● **Supplied data**
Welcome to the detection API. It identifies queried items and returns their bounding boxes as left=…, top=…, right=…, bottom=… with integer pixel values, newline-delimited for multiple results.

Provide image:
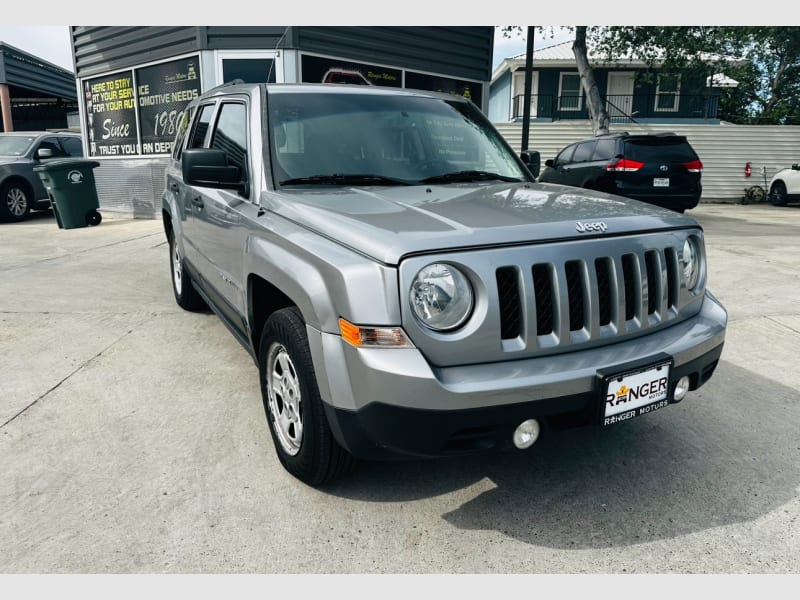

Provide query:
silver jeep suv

* * *

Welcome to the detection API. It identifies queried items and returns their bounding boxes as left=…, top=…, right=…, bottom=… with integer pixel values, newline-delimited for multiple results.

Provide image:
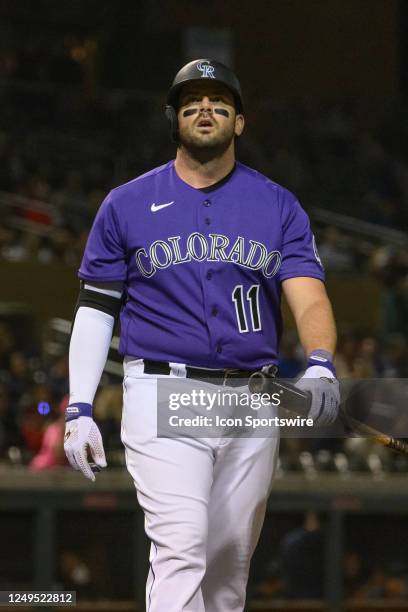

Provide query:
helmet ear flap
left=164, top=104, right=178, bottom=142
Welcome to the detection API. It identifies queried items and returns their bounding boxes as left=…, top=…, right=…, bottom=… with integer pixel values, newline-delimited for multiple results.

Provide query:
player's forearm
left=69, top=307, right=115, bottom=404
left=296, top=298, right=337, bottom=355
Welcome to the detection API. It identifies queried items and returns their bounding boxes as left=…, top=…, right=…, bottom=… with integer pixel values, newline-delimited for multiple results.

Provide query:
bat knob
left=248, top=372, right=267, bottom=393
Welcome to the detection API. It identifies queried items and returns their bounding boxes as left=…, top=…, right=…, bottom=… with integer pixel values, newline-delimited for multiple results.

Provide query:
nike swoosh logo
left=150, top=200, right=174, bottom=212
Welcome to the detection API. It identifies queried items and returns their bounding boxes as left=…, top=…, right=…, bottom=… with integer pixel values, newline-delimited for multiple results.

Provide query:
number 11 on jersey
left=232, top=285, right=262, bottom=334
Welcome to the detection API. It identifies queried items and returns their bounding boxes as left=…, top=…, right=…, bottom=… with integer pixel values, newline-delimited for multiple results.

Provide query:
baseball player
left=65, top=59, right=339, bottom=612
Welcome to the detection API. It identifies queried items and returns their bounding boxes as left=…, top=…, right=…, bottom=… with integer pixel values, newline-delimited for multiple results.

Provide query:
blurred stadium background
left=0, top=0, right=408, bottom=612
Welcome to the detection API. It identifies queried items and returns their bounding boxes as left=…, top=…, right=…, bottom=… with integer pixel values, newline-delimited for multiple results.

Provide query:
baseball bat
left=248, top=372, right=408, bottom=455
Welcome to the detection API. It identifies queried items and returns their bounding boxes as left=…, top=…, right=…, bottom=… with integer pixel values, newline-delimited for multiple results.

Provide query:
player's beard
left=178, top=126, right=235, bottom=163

● **Goal**
Pull out every line of the records above that contains the string "player", treating uppercase and lowercase letters as different.

● **Result of the exercise**
player's forearm
baseball player
player's beard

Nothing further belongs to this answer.